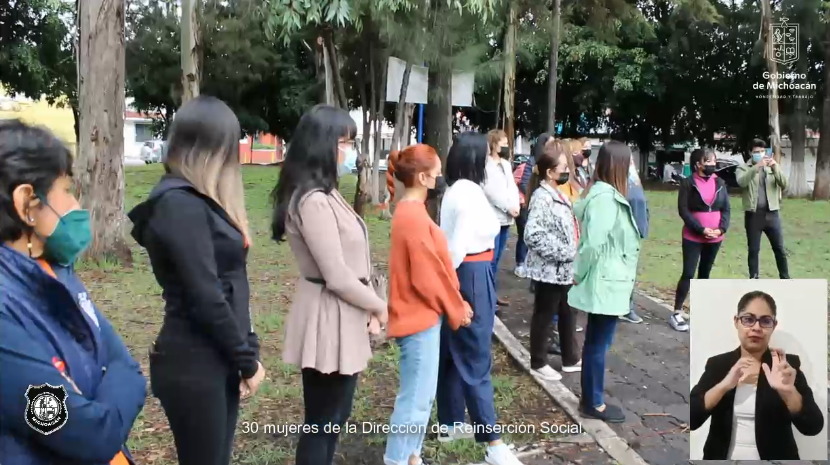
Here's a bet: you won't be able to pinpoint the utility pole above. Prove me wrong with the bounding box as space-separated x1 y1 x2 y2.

□ □ □ □

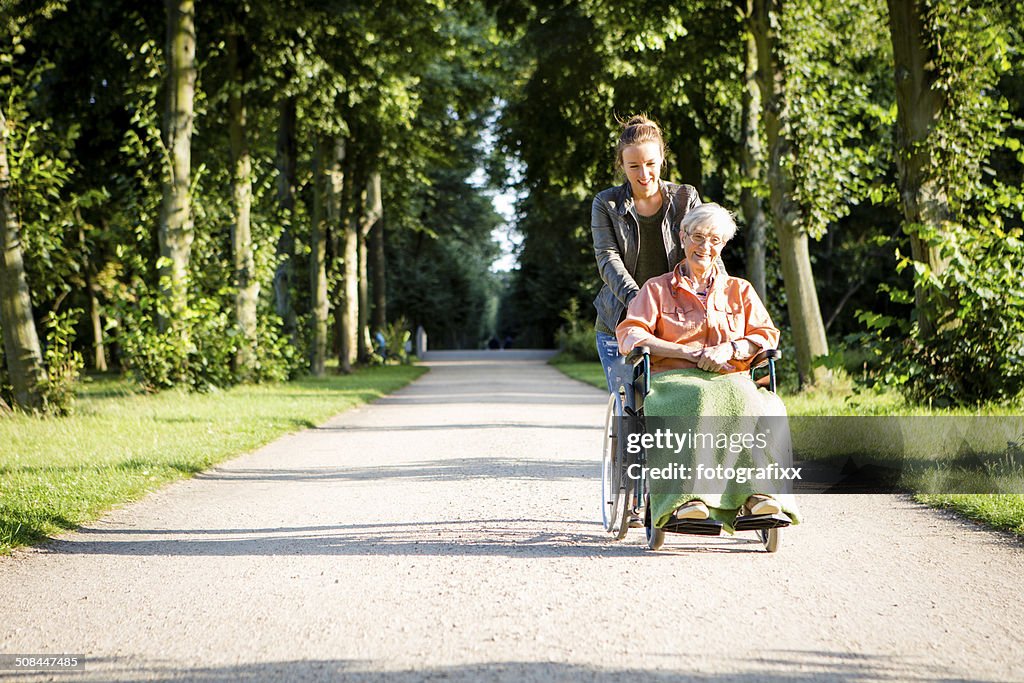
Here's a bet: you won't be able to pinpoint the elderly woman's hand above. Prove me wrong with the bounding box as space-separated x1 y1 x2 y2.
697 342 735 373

□ □ □ □

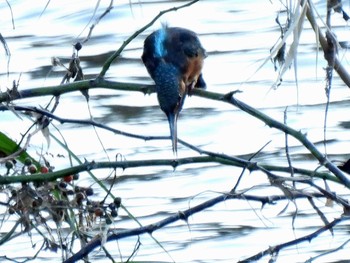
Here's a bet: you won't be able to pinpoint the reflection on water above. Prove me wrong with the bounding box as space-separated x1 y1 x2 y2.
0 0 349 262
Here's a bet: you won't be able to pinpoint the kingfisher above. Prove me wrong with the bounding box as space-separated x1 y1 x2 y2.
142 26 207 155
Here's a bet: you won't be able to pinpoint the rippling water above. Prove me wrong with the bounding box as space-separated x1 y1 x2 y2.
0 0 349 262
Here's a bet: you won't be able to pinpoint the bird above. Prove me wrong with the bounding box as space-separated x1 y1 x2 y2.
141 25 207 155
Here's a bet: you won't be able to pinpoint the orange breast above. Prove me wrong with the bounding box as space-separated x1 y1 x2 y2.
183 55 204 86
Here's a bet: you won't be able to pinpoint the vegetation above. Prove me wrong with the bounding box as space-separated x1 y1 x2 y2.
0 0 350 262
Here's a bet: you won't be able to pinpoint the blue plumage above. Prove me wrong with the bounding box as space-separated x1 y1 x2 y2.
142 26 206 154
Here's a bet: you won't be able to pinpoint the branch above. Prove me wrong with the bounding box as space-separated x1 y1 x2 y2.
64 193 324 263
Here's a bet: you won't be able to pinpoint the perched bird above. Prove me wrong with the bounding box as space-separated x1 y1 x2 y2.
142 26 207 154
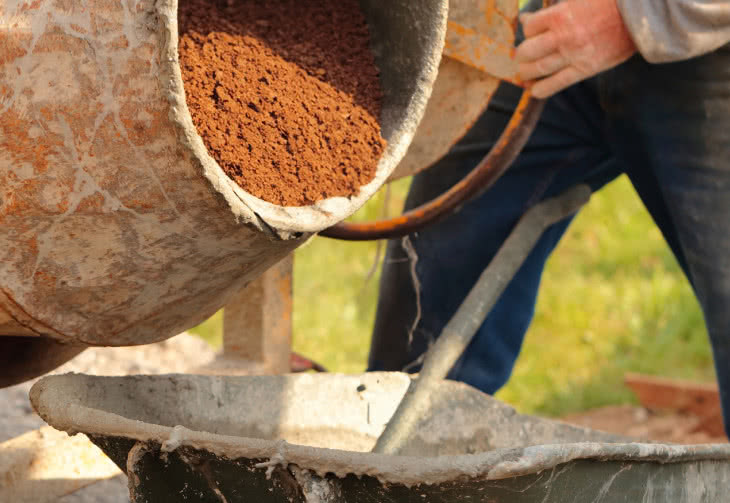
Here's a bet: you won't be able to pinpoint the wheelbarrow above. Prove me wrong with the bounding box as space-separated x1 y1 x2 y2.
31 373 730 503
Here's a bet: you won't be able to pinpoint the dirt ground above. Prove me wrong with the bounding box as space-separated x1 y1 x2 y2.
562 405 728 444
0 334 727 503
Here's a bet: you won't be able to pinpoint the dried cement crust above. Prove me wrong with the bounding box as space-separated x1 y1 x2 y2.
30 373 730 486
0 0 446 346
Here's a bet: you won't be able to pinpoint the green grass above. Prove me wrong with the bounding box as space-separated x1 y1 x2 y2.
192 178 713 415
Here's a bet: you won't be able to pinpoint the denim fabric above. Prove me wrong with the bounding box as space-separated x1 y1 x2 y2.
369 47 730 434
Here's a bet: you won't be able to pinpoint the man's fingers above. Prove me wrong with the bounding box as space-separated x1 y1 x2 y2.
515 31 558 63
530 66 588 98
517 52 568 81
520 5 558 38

□ □ □ □

• _EXERCISE INSTRUCTIONS_: Rewrite the lines above as a JSON list of strings, one string per line and blank lines omitted, covering only those between the line holding "Here's a bet: you won't be able to pinpoint the wheelbarrow" and the line holding "0 334 727 503", inclusive.

• _REPLY_:
[
  "Here's a bet: you won't be able to pinpoint the wheelbarrow above. Prove me wrong with the bounding box as space-separated x1 y1 x2 y2.",
  "31 373 730 503",
  "Here's a bet: you won't be able to pinpoint the dirt ground above. Prove me wrong with the bounding box as space-separated x1 y1 x2 y2.",
  "562 405 728 444",
  "0 334 727 503"
]